__MATERIAL TO PROCESS__
»»

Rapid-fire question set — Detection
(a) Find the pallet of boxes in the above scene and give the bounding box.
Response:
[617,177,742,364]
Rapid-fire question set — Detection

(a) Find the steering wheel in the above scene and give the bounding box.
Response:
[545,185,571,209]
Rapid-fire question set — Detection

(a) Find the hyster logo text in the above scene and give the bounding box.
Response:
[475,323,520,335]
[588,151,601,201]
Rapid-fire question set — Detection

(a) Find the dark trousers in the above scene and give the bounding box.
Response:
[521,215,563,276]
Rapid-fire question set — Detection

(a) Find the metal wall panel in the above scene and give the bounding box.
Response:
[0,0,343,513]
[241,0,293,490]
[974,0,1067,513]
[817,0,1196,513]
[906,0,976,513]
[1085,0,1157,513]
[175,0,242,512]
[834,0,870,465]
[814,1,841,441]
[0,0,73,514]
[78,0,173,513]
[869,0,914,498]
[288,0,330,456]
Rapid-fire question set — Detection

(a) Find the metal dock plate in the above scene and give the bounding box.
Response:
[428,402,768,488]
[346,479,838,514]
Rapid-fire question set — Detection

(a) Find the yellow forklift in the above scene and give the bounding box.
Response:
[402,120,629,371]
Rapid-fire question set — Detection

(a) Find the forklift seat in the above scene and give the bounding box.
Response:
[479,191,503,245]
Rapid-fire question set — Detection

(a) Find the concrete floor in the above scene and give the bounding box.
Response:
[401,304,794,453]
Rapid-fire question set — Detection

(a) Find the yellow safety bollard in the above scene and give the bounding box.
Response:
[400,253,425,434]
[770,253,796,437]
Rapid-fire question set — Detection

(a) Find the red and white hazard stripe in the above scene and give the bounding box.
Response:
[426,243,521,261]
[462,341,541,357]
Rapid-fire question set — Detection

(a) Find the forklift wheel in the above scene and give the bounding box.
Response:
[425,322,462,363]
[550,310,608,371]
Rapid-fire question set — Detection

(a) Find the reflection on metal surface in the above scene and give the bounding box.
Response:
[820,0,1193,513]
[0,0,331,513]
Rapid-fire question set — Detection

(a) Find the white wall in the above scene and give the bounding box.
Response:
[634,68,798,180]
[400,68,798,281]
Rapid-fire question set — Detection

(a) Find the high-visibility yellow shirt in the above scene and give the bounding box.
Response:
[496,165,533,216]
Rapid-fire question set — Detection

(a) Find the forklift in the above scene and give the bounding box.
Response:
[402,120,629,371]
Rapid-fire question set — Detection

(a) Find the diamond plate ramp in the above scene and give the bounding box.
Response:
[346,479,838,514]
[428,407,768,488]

««

__DIRECTIONS FOR THIS TASK__
Rescale the records from the beginning through the line containing "[545,185,571,209]", both ends included: write those lines out again with the requests unchanged, and multiply every bounding box coordinate in the answers by 1.15, rounding to whole numbers with halves rounded up.

__OUTPUT FOR THIS TASK__
Rapid-fire question set — Detection
(a) Find the pallet of boxes in the above scene and give the bounding box.
Response:
[710,204,853,419]
Rapid-fire question set — Detection

(a) Find the steering wheel in the above scene and give the bounding box.
Response:
[627,213,657,240]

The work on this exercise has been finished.